◆ Activity 1:
Locate every line in the records that contains the string "target", treating uppercase and lowercase as different, and copy each of those lines.

◆ Excerpted passage:
##############################

Machine Learning model explainability
Tree-based models like XGBoost use multiple decision trees to make predictions. Depending on the number of features we have, such models can become very complex and understanding their results may be challenging. We use Shapley Additive Explanations (SHAP) approaches to explain the prediction paths and quantify the magnitude and directionality of each feature in predicting cost. These are referred to as “scores” of a feature.
SHAP
SHAP stands for Shapley Additive Explanations, which is a method to explain model predictions based on Shapley values from game theory. The downside of this approach is the computation involved when there are a large number of features in the model. To overcome this, we have used FastTreeShap, which is an efficient way to compute feature contributions. More information about this can be found here.
For the default Machine Learning model (XGBoost), FastTreeSHAP is used to compute the feature local scores to calculate scores for every path.
Local Scores
Local scores are the contributions of features in predicting the cost of a single path. This is calculated using SHAP for an XGBoost model. As a default, Local Scores are calculated for the XGBoost model using the FastTreeShap approach.
Interpretation of the score
Below is an example showing the local scores of features contributing to the transportation cost for Path ID “3”.
Path ID | Feature Name | Local Score | Feature Values |
---|---|---|---|
3 |
Truckload_Distance |
0.7323 | 3406.24 |
3 |
NumberSitesMFG |
0.246 | 1 |
3 |
TotalFlowUnitQty |
-0.03 | .222 |
By default, a logarithmic transformation of the business objective is performed before fitting the Machine Learning model. For better interpretation, the local scores generated for the features are retained in the log-space when reporting. The business objective’s true value and the Machine Learning model predicted value are converted to the original scale (after applying a reverse transformation - exponentiation).

##############################

Gathered data
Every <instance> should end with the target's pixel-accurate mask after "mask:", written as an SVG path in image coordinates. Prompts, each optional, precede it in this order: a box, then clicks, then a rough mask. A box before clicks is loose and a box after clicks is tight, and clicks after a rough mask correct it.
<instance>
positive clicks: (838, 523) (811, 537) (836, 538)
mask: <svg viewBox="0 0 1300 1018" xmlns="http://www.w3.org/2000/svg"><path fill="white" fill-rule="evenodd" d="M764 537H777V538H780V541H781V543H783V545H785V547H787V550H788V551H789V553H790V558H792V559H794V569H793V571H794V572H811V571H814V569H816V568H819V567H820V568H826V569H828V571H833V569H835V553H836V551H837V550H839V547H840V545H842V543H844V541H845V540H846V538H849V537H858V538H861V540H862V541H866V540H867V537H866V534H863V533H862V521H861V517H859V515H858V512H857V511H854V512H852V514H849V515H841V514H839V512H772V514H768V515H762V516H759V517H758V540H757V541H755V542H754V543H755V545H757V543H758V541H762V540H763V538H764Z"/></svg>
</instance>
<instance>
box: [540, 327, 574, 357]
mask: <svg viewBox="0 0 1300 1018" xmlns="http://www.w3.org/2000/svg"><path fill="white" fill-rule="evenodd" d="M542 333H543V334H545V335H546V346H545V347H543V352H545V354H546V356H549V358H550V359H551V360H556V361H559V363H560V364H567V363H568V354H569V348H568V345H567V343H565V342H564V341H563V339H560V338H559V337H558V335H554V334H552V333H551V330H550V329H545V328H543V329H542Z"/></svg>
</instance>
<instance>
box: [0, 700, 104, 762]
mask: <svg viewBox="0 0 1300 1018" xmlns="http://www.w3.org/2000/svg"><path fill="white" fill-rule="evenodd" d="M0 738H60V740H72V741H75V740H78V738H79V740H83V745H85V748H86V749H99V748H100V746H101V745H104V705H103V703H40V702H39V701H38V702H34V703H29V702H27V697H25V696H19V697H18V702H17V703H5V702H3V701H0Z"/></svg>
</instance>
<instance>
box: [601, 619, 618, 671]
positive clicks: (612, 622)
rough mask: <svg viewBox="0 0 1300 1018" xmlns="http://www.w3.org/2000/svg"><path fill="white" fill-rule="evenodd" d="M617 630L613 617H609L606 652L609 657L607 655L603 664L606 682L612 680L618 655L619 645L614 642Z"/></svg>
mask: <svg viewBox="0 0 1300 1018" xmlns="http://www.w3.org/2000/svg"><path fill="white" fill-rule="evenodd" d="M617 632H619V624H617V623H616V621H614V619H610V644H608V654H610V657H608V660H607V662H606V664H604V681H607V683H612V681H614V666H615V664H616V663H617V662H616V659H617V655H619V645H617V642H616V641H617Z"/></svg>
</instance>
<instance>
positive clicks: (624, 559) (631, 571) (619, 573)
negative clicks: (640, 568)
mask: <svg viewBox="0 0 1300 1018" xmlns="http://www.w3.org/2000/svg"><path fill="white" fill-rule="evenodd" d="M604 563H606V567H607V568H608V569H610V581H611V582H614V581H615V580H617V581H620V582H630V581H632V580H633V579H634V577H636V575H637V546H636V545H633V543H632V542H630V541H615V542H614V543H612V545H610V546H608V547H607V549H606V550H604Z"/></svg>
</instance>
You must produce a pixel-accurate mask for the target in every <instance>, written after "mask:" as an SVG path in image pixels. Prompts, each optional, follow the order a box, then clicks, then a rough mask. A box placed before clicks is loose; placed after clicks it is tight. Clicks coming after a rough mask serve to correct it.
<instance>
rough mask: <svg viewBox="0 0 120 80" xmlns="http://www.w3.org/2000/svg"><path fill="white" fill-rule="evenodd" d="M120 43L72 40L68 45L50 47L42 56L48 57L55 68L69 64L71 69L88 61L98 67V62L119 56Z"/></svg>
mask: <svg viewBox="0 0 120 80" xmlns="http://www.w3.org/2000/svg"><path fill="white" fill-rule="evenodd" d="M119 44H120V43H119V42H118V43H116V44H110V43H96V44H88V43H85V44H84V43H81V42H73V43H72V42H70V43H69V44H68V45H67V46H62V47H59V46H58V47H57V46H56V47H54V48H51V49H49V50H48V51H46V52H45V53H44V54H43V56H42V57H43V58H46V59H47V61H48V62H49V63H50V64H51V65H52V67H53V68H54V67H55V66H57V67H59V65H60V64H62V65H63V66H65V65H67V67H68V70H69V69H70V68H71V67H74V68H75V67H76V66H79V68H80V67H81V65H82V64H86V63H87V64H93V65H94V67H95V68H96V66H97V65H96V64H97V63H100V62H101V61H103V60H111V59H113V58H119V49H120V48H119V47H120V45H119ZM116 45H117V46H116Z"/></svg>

##############################

◆ Activity 2:
Resume the text on machine learning model explainability, continuing after its final sentence.

◆ Reply 1:
Every <instance> should end with the target's pixel-accurate mask after "mask:", written as an SVG path in image coordinates. Prompts, each optional, precede it in this order: a box, then clicks, then a rough mask. A box before clicks is loose and a box after clicks is tight, and clicks after a rough mask correct it.
You must produce a pixel-accurate mask for the target in every <instance>, written after "mask:" as an SVG path in image pixels. Prompts, each optional, follow the order a box, then clicks, then a rough mask. A box placed before clicks is loose; placed after clicks it is tight. Clicks coming after a rough mask serve to correct it.

◆ Reply 2:
A positive Local Score attributes to an increase in cost. A negative local score attributes to a reduction in cost. In this example, larger truckload distances increase transportation cost. On the contrary, large flow unit quantities are associated with lower transportation costs.
The True Value and predicted Value of the response is reported in the original space (after performing an inverse transformation). In order to derive the model predicted value from the Local scores, this calculation needs to be performed:
Model Predicted Score = Exp (Sum of Individual Local Scores) * Mean Prediction
Global Scores
An aggregated score of feature contributions across all paths of a model is referred to as a Global score. This is calculated by grouping the individual local feature scores and averaging their absolute values across all paths.
Interpretation of the score
Feature Name | Global Score |
---|---|
UniqueModeNumber |
1.10 |
CustomerServiceDistance |
-1.03 |
NumberSitesMFG |
1.001 |
A positive global score attributes to an increase in cost and a negative score attributes to a decrease in cost.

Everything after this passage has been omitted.